____ EXTRACTED MATERIAL
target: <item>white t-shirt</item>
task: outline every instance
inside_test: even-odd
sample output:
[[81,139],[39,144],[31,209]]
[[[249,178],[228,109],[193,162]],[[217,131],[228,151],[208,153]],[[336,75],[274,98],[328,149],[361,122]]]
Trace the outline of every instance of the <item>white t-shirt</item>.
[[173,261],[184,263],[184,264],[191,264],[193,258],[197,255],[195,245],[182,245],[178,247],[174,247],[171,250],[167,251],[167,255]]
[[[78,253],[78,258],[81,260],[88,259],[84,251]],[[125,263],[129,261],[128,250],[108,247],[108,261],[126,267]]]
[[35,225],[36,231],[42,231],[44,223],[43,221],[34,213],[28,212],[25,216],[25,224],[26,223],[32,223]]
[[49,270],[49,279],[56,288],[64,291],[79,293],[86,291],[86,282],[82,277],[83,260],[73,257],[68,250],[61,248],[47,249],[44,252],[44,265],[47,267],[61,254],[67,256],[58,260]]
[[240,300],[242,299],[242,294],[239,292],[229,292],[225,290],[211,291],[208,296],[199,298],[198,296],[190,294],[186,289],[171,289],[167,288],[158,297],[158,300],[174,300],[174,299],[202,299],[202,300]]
________
## [TASK GOAL]
Would you reproduce every record above exactly as it appears?

## [SOLUTION TO THIS EXERCISE]
target: <item>white t-shirt</item>
task: outline every instance
inside_test: even-odd
sample output:
[[81,139],[39,144],[31,209]]
[[[249,178],[228,109],[193,162]],[[217,131],[228,151],[208,153]],[[336,75],[274,98],[328,149],[361,122]]]
Trace the outline of every instance of the <item>white t-shirt</item>.
[[173,261],[184,263],[184,264],[191,264],[193,258],[197,255],[195,245],[182,245],[178,247],[174,247],[171,250],[167,251],[167,255]]
[[[78,253],[78,258],[81,260],[88,259],[84,251]],[[125,263],[129,261],[128,250],[108,247],[108,261],[126,267]]]
[[35,225],[36,231],[42,231],[44,223],[43,221],[34,213],[28,212],[25,216],[25,224],[26,223],[32,223]]
[[49,270],[49,279],[56,288],[64,291],[79,293],[86,291],[86,282],[82,277],[83,260],[73,257],[68,250],[61,248],[47,249],[44,252],[44,265],[47,267],[61,254],[67,256],[58,260]]
[[240,300],[242,299],[242,294],[239,292],[229,292],[225,290],[211,291],[208,296],[199,298],[198,296],[190,294],[186,289],[171,289],[167,288],[158,297],[158,300],[174,300],[174,299],[202,299],[202,300]]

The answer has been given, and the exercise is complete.